▶ **Challenge A**
Select every line of the records that contains the word "marble", and copy each of those lines. Case counts.

▶ **Text passage**
****************
This is the first time we have achieved profitability two quarters in a
row. This result is attributable to strong sales at Reprints during the
2010 period. We hope to continue to be modestly profitable for the
remainder of the 2010 fiscal year.
Nine
Months Ended March 31, 2010 Compared to the Nine Months Ended March 31,
2009:
Sales
and Cost of Goods Sold
Our
revenues increased significantly from the same period in 2009. We achieved
revenue of $18,575,589 for the nine months ended March 31, 2010, compared to
revenue of $10,448,179 for the nine months ended March 31, 2009, an increase of
78%.
The
revenue of our main operating company, Reprints, increased from $9,284,132 for
the nine months ended March 31, 2009 to $16,198,106 for the nine months ended
March 31, 2009, an increase of 74%. This is primarily a result of steady
increases in our document delivery sales as well as increases in our reprints
sales. Pools Press contributed the remainder of the revenue. We expect to
continue with significant revenue growth this year as we continue to
aggressively market our products and services.
****************
▶ **Collected data entries**
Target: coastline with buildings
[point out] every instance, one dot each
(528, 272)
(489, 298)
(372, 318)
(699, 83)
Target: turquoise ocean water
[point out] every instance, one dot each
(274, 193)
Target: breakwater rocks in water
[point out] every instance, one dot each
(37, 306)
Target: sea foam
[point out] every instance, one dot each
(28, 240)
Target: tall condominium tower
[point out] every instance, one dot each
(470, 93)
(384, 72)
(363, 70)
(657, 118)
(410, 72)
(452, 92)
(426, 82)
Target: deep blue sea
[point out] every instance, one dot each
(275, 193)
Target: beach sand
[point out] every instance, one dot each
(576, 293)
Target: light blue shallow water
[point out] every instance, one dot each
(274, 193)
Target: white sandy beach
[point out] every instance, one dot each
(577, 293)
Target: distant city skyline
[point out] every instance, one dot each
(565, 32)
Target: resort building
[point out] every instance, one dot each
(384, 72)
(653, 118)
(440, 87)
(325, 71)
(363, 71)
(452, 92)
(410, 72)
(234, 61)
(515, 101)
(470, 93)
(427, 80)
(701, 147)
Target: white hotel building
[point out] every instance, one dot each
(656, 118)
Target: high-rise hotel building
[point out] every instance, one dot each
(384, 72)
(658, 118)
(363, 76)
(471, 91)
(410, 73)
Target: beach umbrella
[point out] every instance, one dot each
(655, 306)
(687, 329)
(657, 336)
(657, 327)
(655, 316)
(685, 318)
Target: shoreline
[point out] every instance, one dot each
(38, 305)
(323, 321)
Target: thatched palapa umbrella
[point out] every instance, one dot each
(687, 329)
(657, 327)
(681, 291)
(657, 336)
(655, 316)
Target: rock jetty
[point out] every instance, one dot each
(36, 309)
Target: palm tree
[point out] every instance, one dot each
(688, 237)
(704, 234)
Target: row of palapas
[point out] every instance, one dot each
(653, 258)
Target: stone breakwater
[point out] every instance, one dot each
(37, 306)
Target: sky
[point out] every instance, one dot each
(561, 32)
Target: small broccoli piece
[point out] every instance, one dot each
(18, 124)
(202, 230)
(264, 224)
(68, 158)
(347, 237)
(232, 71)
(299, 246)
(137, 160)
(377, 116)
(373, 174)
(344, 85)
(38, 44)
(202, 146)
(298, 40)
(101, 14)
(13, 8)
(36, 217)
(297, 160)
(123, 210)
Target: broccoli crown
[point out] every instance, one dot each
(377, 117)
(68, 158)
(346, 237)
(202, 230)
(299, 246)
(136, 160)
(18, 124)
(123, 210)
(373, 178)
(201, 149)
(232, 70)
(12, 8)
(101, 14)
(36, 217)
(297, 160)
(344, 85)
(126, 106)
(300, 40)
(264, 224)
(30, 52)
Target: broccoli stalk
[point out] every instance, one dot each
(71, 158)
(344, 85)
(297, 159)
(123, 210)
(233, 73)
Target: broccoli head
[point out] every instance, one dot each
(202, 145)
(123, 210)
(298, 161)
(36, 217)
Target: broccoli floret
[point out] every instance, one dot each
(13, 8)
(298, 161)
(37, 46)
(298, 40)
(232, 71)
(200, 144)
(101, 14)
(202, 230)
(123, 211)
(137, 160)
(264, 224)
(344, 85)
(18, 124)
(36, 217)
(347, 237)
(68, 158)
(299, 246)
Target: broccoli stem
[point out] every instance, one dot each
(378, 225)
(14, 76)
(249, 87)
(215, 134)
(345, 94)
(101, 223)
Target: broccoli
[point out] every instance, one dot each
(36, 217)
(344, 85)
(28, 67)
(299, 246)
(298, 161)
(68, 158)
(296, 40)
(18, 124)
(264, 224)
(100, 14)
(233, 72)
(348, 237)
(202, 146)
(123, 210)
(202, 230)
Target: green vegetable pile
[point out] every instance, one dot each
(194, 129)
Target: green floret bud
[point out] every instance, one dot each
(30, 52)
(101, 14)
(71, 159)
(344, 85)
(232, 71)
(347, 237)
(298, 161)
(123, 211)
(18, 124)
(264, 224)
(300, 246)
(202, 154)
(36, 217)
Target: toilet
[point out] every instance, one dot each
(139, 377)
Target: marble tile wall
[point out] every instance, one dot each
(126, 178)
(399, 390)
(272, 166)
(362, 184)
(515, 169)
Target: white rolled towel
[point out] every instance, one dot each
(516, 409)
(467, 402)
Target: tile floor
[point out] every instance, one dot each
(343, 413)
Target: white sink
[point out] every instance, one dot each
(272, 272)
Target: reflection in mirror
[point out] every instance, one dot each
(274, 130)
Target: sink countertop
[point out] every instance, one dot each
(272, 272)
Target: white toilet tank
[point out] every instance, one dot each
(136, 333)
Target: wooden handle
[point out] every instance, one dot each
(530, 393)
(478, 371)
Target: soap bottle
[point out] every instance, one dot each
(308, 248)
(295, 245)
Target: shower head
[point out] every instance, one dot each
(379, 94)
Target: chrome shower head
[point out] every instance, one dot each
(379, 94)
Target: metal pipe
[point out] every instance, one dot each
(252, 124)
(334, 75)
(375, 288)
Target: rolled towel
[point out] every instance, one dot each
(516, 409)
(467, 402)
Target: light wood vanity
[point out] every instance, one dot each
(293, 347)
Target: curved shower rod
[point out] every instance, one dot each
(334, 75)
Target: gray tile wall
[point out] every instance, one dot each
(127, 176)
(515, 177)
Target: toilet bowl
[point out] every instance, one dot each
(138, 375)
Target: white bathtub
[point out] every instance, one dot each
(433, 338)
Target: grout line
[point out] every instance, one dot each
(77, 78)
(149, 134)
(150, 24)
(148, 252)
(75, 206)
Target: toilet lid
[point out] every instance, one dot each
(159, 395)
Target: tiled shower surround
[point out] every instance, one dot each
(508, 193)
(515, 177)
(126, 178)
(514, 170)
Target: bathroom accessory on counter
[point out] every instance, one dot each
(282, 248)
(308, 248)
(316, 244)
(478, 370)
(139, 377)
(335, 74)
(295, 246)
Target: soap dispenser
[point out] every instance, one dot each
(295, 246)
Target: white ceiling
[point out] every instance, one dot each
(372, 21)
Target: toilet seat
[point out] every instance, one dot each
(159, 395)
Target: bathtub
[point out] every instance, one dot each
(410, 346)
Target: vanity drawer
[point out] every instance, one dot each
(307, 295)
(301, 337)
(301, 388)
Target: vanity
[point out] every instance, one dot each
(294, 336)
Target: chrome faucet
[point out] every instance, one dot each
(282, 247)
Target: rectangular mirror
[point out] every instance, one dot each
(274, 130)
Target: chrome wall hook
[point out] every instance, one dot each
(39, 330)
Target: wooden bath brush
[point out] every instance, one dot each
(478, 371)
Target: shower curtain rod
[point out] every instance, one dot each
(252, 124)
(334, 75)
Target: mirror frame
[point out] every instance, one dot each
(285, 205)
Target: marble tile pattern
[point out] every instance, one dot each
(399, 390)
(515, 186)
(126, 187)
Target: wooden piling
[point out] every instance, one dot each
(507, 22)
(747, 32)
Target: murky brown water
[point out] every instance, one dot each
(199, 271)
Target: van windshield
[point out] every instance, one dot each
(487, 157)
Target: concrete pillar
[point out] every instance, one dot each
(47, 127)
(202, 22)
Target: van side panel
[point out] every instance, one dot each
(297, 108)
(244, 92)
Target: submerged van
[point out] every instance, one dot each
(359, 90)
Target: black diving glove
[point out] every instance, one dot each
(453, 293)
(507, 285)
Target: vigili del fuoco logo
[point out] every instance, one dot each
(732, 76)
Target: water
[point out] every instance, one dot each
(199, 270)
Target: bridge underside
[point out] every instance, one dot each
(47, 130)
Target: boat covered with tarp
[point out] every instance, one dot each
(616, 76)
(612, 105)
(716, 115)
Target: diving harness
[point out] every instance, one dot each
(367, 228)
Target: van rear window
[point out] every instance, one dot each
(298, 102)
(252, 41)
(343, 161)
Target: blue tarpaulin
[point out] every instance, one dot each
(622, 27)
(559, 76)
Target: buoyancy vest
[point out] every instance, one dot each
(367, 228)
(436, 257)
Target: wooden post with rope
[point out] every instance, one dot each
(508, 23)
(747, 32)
****************
▶ **Challenge B**
Continue the passage on the company's revenue results from where it stops.

▶ **Answer A**
Target: marble tile wall
Target: marble tile pattern

▶ **Answer B**
Our cost
of goods sold likewise increased from $8,030,463 for the nine months ended March
31, 2009 to $14,965,411 for the nine months ended March 31, 2010, which
represents an increase of 86%. This percentage increase is roughly equivalent to
the increase in our revenues. The overall gross margin percentage decreased from
23% of sales in the 2009 period to 19% in the 2010 period. This reduction
is a result of a pressure on our gross margins as we aggressively market our
products.
Operating
Expenses
General
and Administrative
Our
general and administrative expenses increased 38% from $2,409,883 for the nine
months ended March 31, 2009 to $3,333,872 for the nine months ended March 31,
2010. Pools’ share of these expenses was approximately $174,000 in the 2009
period and $166,000 during the 2010 period. These expenses include Reprints’
salary costs, which were $1,352,533 in the 2009 period and $1,911,565 in the
2010 period, an increase of $559,032 or 41%. These costs have increased at
a slower rate than our revenues as we have tried to limit our hiring of new
employees and to contain other costs.
Marketing
and Advertising
Our
marketing and advertising expenses increased 64% from $71,855 for the nine
months ended March 31, 2009 to $123,788 for the nine months ended March 31,
2010. These costs have become a more significant expense for us as a result of
increased participation in publishing industry trade shows and other advertising
and marketing efforts and we expect these costs to continue to increase over the
next year.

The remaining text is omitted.